=== Section Start ===
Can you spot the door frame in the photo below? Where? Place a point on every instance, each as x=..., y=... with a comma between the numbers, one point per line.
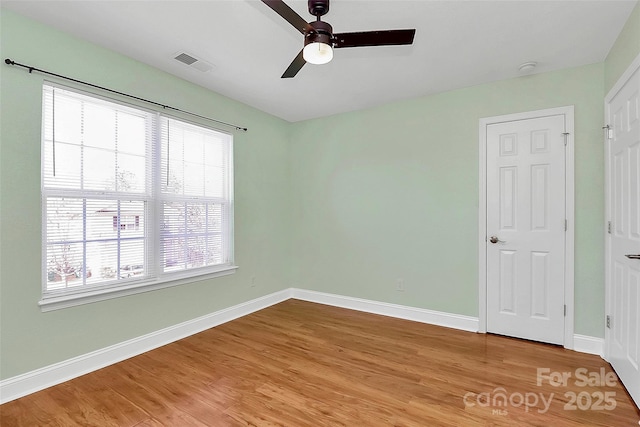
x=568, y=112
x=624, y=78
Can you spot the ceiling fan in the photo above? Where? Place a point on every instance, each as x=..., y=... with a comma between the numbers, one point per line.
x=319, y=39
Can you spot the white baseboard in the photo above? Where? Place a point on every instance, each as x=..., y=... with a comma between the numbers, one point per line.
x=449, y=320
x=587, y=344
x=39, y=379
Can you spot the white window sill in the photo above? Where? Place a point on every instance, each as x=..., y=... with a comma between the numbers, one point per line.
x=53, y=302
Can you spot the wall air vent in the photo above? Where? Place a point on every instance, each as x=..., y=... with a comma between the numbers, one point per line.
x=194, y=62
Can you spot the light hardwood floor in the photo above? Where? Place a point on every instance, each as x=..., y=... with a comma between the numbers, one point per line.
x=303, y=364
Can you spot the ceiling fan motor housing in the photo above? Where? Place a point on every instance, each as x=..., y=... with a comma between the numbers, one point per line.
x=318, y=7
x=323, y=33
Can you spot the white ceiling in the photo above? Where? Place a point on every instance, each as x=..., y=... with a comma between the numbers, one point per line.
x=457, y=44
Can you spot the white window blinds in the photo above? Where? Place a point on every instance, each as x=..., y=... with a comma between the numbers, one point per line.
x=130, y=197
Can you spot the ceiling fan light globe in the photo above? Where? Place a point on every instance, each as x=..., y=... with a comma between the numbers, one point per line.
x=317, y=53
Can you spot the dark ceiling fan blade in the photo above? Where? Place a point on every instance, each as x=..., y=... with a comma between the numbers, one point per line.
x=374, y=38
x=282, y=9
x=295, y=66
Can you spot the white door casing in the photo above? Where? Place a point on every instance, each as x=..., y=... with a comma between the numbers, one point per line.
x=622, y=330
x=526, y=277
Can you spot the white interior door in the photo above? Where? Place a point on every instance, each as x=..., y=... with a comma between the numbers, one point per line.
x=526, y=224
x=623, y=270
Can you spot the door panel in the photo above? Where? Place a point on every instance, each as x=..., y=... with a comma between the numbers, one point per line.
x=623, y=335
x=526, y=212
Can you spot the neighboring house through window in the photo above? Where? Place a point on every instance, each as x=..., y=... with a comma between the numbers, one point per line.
=== Section End ===
__Required work__
From the line that contains "Can you spot the ceiling fan motor" down to the last line of the listing above, repeat each line exactly, and include nothing else.

__The answer__
Can you spot the ceiling fan motor housing in the photo above? Where? Place a point on every instance, each as x=..., y=... with a comma between the numbers, one point per line.
x=318, y=7
x=323, y=33
Can you spot the white ceiling in the photo above? Where? Place a point on every instance, each as x=..., y=... with a comma between the numbers, one point per line.
x=457, y=44
Can you spot the white window blinds in the photo above? Where? Place a point on every instance, each as x=..., y=... with a comma between the numbers, one point per line.
x=130, y=197
Can you spot the ceiling fan light globe in the photo above? Where? Place a point on every instance, each as x=..., y=... with a comma between the numbers, one point per line.
x=317, y=53
Can you spot the dark ceiling fan blade in the photo above? Where? Place a point on every instance, each as x=..., y=... with a comma between the numbers, one point per line.
x=374, y=38
x=282, y=9
x=295, y=66
Can you spot the white door casing in the photo above? Where? Place a point on every instance, each as x=..., y=... with a comma between the numbers, one point per line.
x=622, y=330
x=526, y=277
Can you spot the white interior door in the photo above? Where? Place a point on every instance, each as x=..., y=... with a comma between the numbers, one point per line.
x=526, y=224
x=623, y=270
Can you spot the door panel in the photo above? Where? Place a point on every instance, each as x=..., y=... with a comma between the numbers, one point per line.
x=623, y=335
x=526, y=212
Can you spot the neighboring house through window in the photo above? Where? Place a point on every instance, each as x=..., y=... with a comma between the numbers, one point per line.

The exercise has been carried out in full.